**Required tasks:**
**a.** Answer these questions using the passage about Aldingbourne:
(i) Which parish lies next to Aldingbourne on the north?
(ii) How many households does the Domesday Book record for Aldingeborne?
(iii) Which two main roads run through Aldingbourne?
**b.** Retype the part of the passage about Aldingbourne that opens with the words containing "Aldingbourne is a" and closes with "to the north.".
**c.** Write what comes next in the passage about the village of Aldingbourne, picking up after its last sentence.

Village and parish in West Sussex, England

Aldingbourne is a village, Anglican parish and civil parish in the Arun District of West Sussex, England. Its centre is 4 mi north of Bognor Regis and 4 mi east of Chichester with the A29 and A27 main roads running through it.

The civil parish is named for the small village of Aldingbourne, but most of the population is in Westergate, and the smaller settlements of Norton, Nyton, Woodgate, Lidsey and part of Shripney. The ecclesiastical parish extends to 3060 acre, and was a significant settlement at the time of the Domesday Survey of 1086.

==Geography==
The developed south and east of the parish is on fertile soil 7–15 metres above sea level, whereas north of the A27 road at the foot of the South Downs National Park the land reaches 37 metres in altitude. Eartham is the neighbouring parish to the north.

==History==
First documented in 683 AD as Aldingburne, then 200 years later as Ealdingburnan, the name describes a stream or bourne (now known as Aldingbourne Rife) belonging to Ealda, a Saxon settler. Aldingeborne is described in the Domesday Book of 1086 as having 69 households (28 villagers, 38 smallholders and three slaves), a value to the lord of the manor of £18 and in the largest 20 per cent of settlements recorded in the survey; as well as agricultural holdings and resources, the church was listed, and the tenant in chief was the bishop of Chichester. It was in the Hundred of Boxgrove.

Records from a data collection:

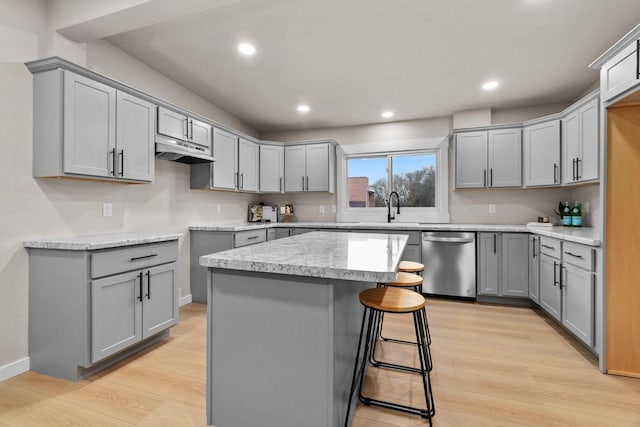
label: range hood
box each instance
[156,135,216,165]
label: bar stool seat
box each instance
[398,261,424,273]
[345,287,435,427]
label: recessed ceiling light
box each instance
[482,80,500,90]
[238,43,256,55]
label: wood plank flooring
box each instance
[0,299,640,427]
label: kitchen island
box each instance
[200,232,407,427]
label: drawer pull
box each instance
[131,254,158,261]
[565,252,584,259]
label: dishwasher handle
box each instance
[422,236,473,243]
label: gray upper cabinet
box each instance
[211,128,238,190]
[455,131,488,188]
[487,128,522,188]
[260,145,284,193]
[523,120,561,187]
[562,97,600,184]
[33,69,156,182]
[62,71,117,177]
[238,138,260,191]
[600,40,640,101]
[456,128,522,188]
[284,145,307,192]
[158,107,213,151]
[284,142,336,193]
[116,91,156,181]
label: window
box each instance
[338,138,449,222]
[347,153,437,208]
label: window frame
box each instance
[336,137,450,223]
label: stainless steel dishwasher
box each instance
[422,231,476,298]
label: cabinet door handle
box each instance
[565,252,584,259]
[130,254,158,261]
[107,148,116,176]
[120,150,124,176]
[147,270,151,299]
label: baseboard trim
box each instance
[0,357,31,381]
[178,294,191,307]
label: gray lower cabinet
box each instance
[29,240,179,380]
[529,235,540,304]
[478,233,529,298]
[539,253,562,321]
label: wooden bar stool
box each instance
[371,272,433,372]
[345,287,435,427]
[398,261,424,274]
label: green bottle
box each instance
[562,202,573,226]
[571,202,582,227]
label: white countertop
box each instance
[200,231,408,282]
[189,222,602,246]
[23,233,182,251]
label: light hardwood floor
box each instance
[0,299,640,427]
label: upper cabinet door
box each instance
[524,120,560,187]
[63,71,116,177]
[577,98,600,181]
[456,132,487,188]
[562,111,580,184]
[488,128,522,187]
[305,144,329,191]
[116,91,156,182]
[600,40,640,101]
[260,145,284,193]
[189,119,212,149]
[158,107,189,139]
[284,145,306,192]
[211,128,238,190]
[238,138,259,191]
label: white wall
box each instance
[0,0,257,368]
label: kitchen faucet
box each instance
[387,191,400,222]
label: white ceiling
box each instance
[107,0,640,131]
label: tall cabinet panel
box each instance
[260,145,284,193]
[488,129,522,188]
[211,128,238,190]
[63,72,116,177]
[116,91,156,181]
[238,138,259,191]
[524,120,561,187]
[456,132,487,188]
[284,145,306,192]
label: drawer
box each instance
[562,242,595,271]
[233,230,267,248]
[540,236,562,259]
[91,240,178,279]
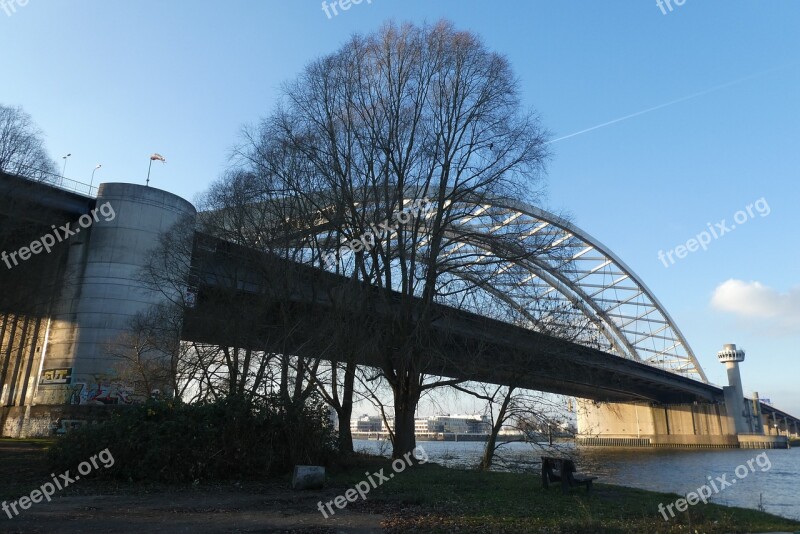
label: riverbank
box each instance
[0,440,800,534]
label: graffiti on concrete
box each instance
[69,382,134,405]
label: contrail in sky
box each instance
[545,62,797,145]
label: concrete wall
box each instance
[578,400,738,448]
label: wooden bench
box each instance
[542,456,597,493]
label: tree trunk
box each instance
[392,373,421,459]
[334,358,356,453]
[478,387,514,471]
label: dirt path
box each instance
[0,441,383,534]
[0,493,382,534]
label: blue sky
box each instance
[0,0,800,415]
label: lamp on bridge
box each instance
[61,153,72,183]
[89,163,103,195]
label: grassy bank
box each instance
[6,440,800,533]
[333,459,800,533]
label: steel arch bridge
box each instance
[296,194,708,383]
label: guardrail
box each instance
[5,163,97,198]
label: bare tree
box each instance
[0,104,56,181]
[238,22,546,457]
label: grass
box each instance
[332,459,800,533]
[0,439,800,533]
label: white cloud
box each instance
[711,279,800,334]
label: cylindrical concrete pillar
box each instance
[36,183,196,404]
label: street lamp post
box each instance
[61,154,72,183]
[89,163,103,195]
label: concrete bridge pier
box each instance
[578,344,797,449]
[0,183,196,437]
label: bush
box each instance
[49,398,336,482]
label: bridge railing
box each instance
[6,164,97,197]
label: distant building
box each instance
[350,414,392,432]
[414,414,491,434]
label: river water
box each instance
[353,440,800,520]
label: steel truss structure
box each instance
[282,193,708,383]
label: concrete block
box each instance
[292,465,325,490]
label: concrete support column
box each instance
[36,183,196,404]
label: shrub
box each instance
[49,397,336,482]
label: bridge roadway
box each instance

**Per-task outputs:**
**a.**
(i) Eartham
(ii) 69
(iii) The A29 and the A27

**b.**
Aldingbourne is a village, Anglican parish and civil parish in the Arun District of West Sussex, England. Its centre is 4 mi north of Bognor Regis and 4 mi east of Chichester with the A29 and A27 main roads running through it.

The civil parish is named for the small village of Aldingbourne, but most of the population is in Westergate, and the smaller settlements of Norton, Nyton, Woodgate, Lidsey and part of Shripney. The ecclesiastical parish extends to 3060 acre, and was a significant settlement at the time of the Domesday Survey of 1086.

==Geography==
The developed south and east of the parish is on fertile soil 7–15 metres above sea level, whereas north of the A27 road at the foot of the South Downs National Park the land reaches 37 metres in altitude. Eartham is the neighbouring parish to the north.

**c.**
In 1861 the parish extended to 3060 acre and had a population of 772. The population in 2011 was 3,819, and had increased to 4,443 by 2021.

==Parish church==
The ancient Grade-I-listed Anglican parish church is dedicated to St Mary the Virgin. According to Sussex Notes and Queries, the history of the church building "is not clear". Different parts of the church date from both the twelfth and thirteenth century, with the chancel having been built in the thirteenth century. Later additions include a porch dating from the seventeenth century and an organ chamber that was "wholly modern" in 1944.

==Economy and locality==
Agriculture occupies most of the land use and is a major employer. Other key industries include food and hospitality, general retail, the public sector, care, science and automotive-related careers. In the parish is Fontwell Park Racecourse, a venue in horse racing which has a compact figure-of-eight chase course and an oval hurdles course. Nearby Denmans Garden, a Royal Horticultural Society partner garden open to the public, features some exotic and unusual plants.

There are 33 listed buildings in the parish, including the Regency-period Aldingbourne House. The Prince of Wales pub is beside the A29 at Woodgate.

==Education==
Ormiston Six Villages Academy (OSVA) is the main secondary school for the parish and surrounding area. It opened in 2013 and was formerly called Westergate Community School. Aldingbourne Primary School is on Westergate Street.

==Notable people==
Lord Henry Howard-Molyneux-Howard owned Aldingbourne House in the 19th century and racing driver Dick Seaman was born there in 1913.